## The problem:
List every line of the listing that contains the string "Target", matching case exactly.

## Stored data:

<<<<

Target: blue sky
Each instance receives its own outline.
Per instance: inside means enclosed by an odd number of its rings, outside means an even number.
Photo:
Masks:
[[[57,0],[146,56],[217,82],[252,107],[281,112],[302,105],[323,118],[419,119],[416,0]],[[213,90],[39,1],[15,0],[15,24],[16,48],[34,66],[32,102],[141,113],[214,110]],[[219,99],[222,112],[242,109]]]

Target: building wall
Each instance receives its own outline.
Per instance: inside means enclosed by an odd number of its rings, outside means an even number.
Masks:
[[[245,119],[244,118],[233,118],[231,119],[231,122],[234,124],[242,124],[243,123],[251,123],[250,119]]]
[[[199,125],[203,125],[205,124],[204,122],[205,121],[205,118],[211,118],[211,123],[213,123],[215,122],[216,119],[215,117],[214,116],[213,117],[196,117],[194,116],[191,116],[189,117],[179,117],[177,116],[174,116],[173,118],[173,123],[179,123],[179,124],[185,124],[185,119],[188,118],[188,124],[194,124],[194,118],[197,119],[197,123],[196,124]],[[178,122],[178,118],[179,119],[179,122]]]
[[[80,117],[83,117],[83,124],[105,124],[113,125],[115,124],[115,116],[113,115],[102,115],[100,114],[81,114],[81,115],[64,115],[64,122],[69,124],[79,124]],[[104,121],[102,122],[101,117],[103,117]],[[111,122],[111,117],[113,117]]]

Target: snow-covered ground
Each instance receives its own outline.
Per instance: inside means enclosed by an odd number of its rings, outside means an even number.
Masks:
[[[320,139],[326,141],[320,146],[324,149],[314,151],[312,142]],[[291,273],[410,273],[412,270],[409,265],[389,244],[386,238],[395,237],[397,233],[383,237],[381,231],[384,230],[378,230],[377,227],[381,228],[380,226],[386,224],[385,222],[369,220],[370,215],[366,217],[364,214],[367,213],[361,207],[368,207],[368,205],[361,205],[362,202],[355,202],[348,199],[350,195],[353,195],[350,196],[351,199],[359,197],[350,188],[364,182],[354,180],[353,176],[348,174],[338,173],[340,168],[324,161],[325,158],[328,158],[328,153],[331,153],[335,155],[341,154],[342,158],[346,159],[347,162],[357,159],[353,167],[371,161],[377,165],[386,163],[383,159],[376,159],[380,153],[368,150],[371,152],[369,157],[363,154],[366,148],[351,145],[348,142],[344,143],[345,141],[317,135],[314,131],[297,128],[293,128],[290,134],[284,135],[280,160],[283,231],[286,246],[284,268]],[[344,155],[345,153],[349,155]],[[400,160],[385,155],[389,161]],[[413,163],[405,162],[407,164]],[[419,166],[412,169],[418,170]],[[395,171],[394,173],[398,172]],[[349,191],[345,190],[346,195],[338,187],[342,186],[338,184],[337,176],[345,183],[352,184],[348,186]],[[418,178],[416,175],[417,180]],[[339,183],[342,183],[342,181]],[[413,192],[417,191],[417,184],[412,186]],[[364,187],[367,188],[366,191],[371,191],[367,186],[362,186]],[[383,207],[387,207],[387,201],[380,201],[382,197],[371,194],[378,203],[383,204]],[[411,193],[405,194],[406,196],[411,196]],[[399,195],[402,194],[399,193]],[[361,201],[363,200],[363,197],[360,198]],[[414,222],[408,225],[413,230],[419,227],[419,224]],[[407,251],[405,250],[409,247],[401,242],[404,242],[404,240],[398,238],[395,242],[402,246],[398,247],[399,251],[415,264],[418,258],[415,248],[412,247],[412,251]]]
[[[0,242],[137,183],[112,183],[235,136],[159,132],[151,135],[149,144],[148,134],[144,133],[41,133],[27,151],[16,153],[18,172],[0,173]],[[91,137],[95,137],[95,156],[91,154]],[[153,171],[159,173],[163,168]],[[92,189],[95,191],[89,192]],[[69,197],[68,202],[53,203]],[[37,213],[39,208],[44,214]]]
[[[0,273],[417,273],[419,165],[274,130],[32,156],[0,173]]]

>>>>

## Written response:
Target: blue sky
Target: building wall
Target: snow-covered ground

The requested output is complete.